* **WHAT THIS EXERCISE ASKS**
**a.** Translate this sentence from the passage on Tewantin National Park into Spanish: "Mount Tinbeerwah (265 m) is composed of solidified lava, which was created by volcanic activity millions of years ago."
**b.** Summarize the passage on Tewantin National Park in two sentences.
**c.** Carry on the passage on Tewantin National Park from the point where it stops.

* **DOCUMENT EXTRACT**
=====

National park in Australia

The Tewantin National Park is a 13 square kilometre national park in Queensland, Australia. It consists of five individual areas west of Noosa Heads in the Wide Bay-Burnett region about 115 kilometres north of Brisbane and 125 km south of Hervey Bay. The park is divided into disconnected sections within Lake Macdonald, Tinbeerwah, Tewantin and Noosaville.

The national park protects coastal rainforest, bright eucalyptus forest and the last remnants of Wallum Heath between Noosa and Cooroy. Mount Tinbeerwah (265 m) is composed of solidified lava, which was created by volcanic activity millions of years ago. In its surroundings you can find the endangered swamp stringybark (Eucalyptus conglomerata) with its many trunks, gray, fibrous bark and bunches of white flowers.

=====

* **PROVIDED DATA**
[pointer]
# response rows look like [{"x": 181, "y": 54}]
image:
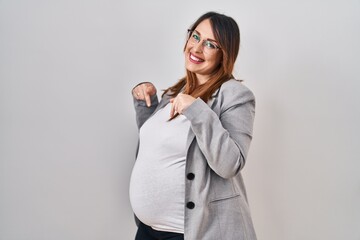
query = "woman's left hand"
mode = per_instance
[{"x": 180, "y": 103}]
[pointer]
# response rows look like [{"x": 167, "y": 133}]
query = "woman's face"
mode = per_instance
[{"x": 200, "y": 59}]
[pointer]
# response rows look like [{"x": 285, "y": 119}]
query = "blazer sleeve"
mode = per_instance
[{"x": 224, "y": 139}]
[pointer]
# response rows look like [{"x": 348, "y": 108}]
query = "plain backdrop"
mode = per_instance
[{"x": 67, "y": 126}]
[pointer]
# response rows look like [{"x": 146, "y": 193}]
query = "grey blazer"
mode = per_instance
[{"x": 216, "y": 205}]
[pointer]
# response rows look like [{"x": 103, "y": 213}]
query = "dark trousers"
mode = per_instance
[{"x": 145, "y": 232}]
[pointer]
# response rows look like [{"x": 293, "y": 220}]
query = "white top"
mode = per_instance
[{"x": 157, "y": 185}]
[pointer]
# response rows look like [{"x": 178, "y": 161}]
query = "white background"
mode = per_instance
[{"x": 67, "y": 126}]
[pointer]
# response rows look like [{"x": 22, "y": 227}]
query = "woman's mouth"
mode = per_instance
[{"x": 195, "y": 59}]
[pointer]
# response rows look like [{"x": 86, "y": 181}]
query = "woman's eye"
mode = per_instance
[
  {"x": 210, "y": 45},
  {"x": 196, "y": 37}
]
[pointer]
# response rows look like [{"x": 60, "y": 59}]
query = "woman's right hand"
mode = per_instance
[{"x": 144, "y": 91}]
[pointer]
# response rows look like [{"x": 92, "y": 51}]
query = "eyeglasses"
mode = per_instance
[{"x": 209, "y": 46}]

=====

* **RESPONSES PER TASK**
**a.** El monte Tinbeerwah (265 m) está compuesto de lava solidificada, que fue creada por la actividad volcánica hace millones de años.

**b.** Tewantin National Park is a 13 square kilometer park in Queensland, Australia, made up of five disconnected areas west of Noosa Heads, within Lake Macdonald, Tinbeerwah, Tewantin and Noosaville. It protects coastal rainforest, eucalyptus forest and the last remnants of Wallum Heath between Noosa and Cooroy, and the endangered swamp stringybark grows around its volcanic Mount Tinbeerwah.

**c.**
Many amphibians live in the park, including the nearly endangered tusked frog (Adelotus brevis) and the endangered or threatened green-thighed frog, wallum froglet, and giant barred frog. About 70 different bird species have been observed in the park, including the Red-browed treecreeper.

==2017 expansion project==
In October 2017 the Noosa Council approved a motion to raise funds from the environment levy to jointly purchase the land rights of 1,492ha of the Yurol State Forest and Ringtail State Forest from HQPlantations. The Department of Environment and Science, Noosa Council and Noosa Parks Association are equally sharing the estimated $3.5M cost. A further 900ha not subject to HQPlantations long term harvesting is intended to become national park as soon as possible. The project will more than double the size of the Tewantin National Park to become 38 square kilometres with it bordering Cooroy, Pomona and Cootharaba.

==Access==
The national park is accessible from the Cooroy-Noosa Road.

==Facilities==
Camping is not allowed, but there are designated trails. Climbing, mountain biking and horseback riding are permitted.